Problem description. Word for word, restate the lines from the top of the records below through the line with "task | one point per instance, each pair like [238, 1085]", both included, with no pictures in the result.

### Study material

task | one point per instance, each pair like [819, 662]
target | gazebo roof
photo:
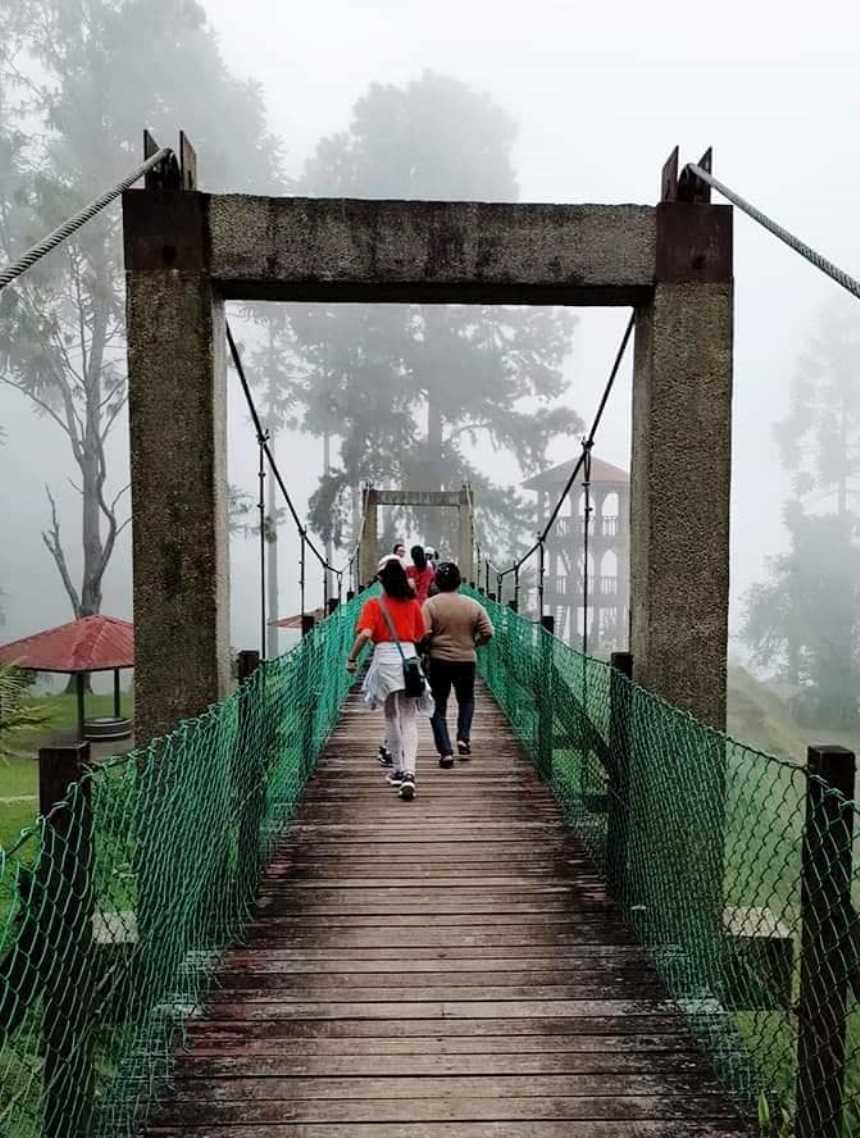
[90, 644]
[557, 476]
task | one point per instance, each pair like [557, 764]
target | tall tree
[819, 438]
[413, 388]
[805, 619]
[79, 81]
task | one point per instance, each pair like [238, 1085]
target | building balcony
[570, 588]
[575, 526]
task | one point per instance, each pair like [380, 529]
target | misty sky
[601, 93]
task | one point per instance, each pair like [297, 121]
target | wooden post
[544, 697]
[827, 917]
[80, 681]
[618, 829]
[65, 890]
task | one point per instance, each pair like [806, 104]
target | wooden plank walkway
[444, 969]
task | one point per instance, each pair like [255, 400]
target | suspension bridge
[613, 921]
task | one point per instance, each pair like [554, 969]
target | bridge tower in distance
[609, 555]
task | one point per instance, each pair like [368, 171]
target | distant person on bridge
[455, 625]
[388, 620]
[421, 574]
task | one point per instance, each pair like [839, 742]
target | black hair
[395, 582]
[447, 577]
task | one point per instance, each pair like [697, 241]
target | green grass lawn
[19, 775]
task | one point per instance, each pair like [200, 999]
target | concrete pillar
[466, 537]
[369, 557]
[681, 463]
[178, 423]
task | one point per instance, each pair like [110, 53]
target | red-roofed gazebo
[90, 644]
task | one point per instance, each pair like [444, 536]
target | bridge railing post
[544, 695]
[618, 825]
[827, 922]
[65, 877]
[249, 781]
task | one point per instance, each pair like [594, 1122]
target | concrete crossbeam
[349, 249]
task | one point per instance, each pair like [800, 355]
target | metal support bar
[619, 783]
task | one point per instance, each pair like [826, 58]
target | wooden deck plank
[451, 967]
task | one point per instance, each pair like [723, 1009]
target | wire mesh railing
[115, 907]
[735, 868]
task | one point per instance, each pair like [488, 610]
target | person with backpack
[455, 625]
[395, 624]
[421, 574]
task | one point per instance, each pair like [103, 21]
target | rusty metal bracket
[166, 174]
[691, 187]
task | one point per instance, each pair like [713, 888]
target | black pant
[443, 674]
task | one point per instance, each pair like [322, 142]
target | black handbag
[413, 678]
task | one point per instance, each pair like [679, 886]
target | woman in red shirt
[383, 683]
[421, 574]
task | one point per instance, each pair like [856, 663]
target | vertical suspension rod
[302, 574]
[262, 511]
[586, 522]
[542, 560]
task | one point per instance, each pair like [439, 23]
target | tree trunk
[93, 568]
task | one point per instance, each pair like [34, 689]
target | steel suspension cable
[58, 236]
[850, 283]
[263, 440]
[587, 444]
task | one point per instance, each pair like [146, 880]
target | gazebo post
[80, 687]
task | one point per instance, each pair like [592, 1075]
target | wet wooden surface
[448, 967]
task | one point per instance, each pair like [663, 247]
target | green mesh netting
[703, 843]
[114, 909]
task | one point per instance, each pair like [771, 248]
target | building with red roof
[96, 643]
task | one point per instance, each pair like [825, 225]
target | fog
[600, 95]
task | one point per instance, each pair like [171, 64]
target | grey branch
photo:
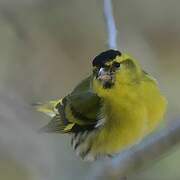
[110, 24]
[144, 154]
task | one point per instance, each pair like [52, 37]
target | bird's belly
[125, 125]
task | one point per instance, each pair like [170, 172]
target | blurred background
[46, 48]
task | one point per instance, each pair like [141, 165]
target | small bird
[109, 111]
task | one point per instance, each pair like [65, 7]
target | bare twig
[147, 152]
[110, 24]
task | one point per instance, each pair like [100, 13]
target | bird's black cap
[105, 56]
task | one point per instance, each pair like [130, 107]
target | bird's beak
[105, 76]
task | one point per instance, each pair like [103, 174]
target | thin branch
[146, 153]
[110, 24]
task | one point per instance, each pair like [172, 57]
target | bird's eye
[116, 64]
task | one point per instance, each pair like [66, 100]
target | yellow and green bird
[109, 111]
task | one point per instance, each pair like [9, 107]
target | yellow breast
[131, 112]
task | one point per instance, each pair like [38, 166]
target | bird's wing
[78, 111]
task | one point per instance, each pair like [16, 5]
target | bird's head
[112, 67]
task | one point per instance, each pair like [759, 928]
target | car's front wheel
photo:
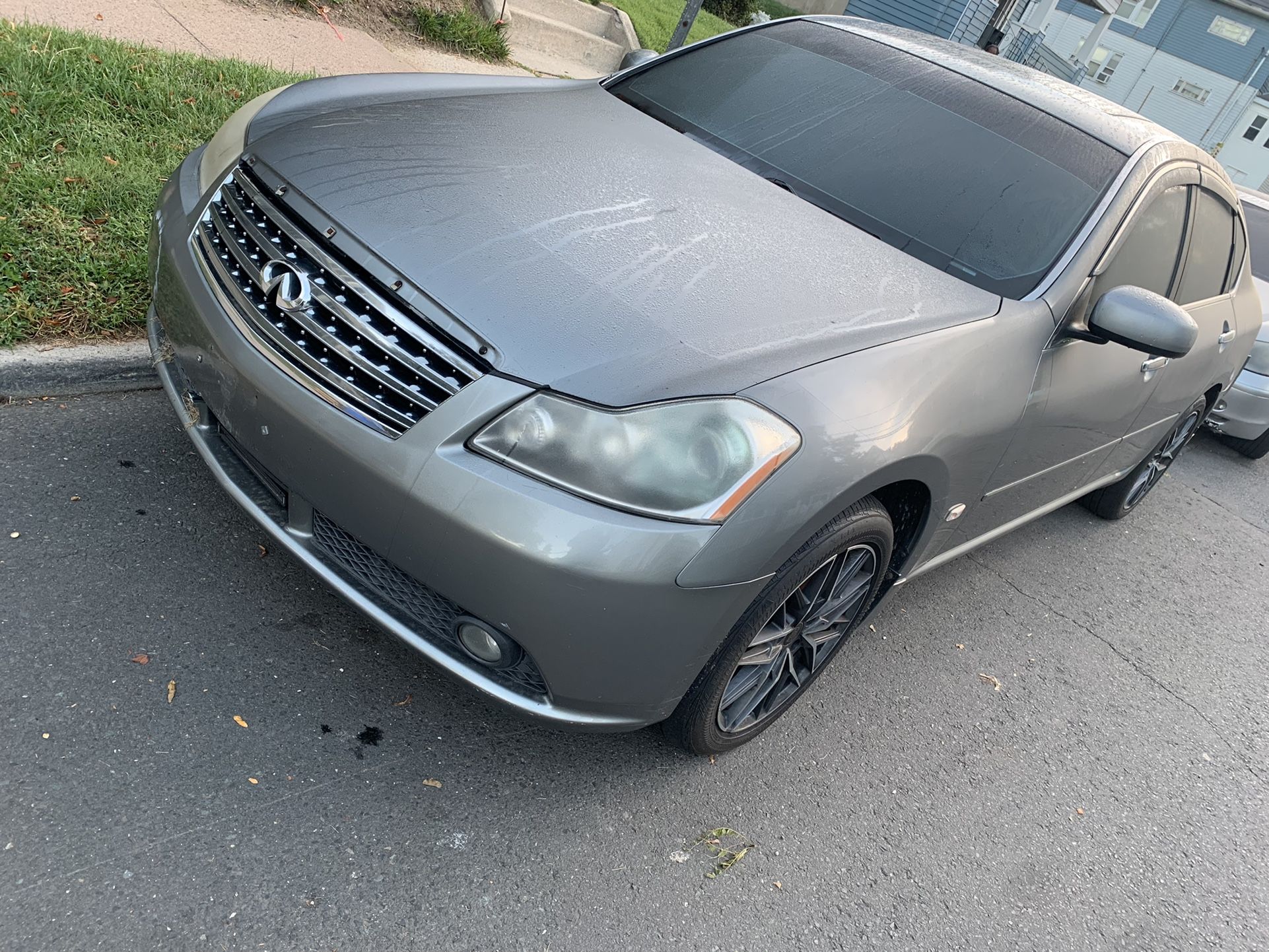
[1118, 499]
[788, 635]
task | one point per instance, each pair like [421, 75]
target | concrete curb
[64, 370]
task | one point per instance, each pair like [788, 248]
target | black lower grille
[430, 613]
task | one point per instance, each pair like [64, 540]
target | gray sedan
[625, 401]
[1241, 417]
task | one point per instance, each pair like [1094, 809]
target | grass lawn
[776, 9]
[655, 22]
[89, 130]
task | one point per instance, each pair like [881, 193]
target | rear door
[1206, 291]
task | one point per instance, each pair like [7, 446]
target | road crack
[1127, 659]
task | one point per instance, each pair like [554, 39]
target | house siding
[1144, 83]
[1179, 28]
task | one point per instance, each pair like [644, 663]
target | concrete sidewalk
[271, 36]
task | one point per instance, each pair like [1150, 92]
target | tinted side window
[1258, 239]
[1240, 246]
[1210, 248]
[1149, 254]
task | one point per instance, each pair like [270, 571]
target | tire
[1252, 448]
[844, 562]
[1118, 499]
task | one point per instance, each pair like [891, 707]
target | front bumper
[1243, 410]
[588, 592]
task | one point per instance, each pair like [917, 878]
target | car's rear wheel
[1252, 448]
[1118, 499]
[788, 635]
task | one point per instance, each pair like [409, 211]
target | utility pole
[685, 20]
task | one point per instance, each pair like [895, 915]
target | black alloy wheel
[798, 638]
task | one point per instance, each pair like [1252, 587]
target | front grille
[344, 341]
[422, 607]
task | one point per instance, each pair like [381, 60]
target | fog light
[487, 645]
[480, 644]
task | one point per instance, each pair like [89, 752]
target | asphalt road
[1111, 795]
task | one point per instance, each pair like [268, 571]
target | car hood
[600, 252]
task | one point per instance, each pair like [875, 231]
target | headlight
[230, 140]
[1259, 360]
[691, 459]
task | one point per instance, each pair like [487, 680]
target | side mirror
[1145, 322]
[637, 56]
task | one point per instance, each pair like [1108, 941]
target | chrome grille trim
[352, 345]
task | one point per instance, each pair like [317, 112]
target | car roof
[1108, 122]
[1252, 197]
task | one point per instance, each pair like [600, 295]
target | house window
[1231, 30]
[1190, 90]
[1136, 12]
[1103, 64]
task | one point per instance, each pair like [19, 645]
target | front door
[1089, 397]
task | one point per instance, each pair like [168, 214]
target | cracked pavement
[1111, 795]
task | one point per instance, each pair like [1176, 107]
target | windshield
[1258, 239]
[949, 170]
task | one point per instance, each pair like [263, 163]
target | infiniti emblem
[286, 285]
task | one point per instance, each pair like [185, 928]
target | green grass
[655, 22]
[89, 130]
[462, 31]
[776, 9]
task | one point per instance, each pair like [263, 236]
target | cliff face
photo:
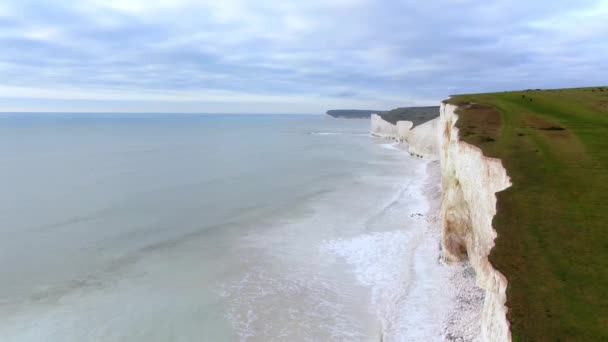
[469, 183]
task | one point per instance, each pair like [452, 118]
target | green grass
[552, 223]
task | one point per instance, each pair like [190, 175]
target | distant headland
[417, 115]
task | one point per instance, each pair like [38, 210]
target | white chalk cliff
[469, 183]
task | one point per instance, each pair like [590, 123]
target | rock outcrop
[470, 181]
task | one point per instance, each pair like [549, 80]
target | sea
[179, 227]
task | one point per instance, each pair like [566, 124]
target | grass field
[552, 223]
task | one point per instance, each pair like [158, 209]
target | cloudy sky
[246, 56]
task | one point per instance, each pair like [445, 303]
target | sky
[239, 56]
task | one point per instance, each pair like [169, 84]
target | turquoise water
[191, 227]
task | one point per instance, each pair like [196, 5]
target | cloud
[292, 56]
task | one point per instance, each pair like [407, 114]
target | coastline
[463, 223]
[461, 319]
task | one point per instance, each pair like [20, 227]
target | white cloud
[351, 52]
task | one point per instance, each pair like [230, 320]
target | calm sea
[201, 228]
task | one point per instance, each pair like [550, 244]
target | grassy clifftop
[552, 223]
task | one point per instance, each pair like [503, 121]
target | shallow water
[182, 227]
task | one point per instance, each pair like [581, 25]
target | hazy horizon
[236, 56]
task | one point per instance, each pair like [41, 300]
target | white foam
[391, 146]
[411, 290]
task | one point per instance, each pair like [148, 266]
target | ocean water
[208, 228]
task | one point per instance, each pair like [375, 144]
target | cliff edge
[470, 181]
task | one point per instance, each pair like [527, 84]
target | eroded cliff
[470, 181]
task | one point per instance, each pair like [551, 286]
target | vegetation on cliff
[417, 115]
[552, 223]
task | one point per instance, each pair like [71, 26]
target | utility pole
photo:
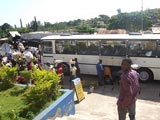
[21, 23]
[142, 16]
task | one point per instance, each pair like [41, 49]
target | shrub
[26, 75]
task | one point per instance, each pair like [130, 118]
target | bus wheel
[145, 74]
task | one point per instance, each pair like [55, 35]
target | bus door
[113, 51]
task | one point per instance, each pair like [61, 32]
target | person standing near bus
[77, 66]
[60, 72]
[99, 68]
[129, 89]
[72, 74]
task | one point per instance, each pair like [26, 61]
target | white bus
[144, 50]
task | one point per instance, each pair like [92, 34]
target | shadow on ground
[149, 91]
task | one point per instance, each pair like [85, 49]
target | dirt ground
[101, 104]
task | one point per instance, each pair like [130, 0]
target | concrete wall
[64, 106]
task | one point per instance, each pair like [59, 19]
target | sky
[65, 10]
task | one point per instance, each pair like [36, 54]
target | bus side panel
[151, 63]
[156, 73]
[87, 63]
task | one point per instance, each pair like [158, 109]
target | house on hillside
[156, 28]
[33, 38]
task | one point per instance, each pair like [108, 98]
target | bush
[7, 77]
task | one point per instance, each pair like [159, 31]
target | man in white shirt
[73, 74]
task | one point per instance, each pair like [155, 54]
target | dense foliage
[130, 21]
[31, 99]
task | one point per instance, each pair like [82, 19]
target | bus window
[66, 47]
[142, 48]
[47, 47]
[85, 47]
[113, 48]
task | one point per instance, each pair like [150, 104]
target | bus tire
[145, 74]
[66, 70]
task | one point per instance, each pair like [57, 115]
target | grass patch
[12, 103]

######

Task solution.
task | one point per instance, each pair like [819, 662]
target | gazebo roof
photo:
[90, 644]
[557, 476]
task | one point per instance, each pair like [557, 764]
target | tall tree
[819, 438]
[413, 388]
[805, 619]
[79, 81]
task | one point per instance, each pair like [238, 1085]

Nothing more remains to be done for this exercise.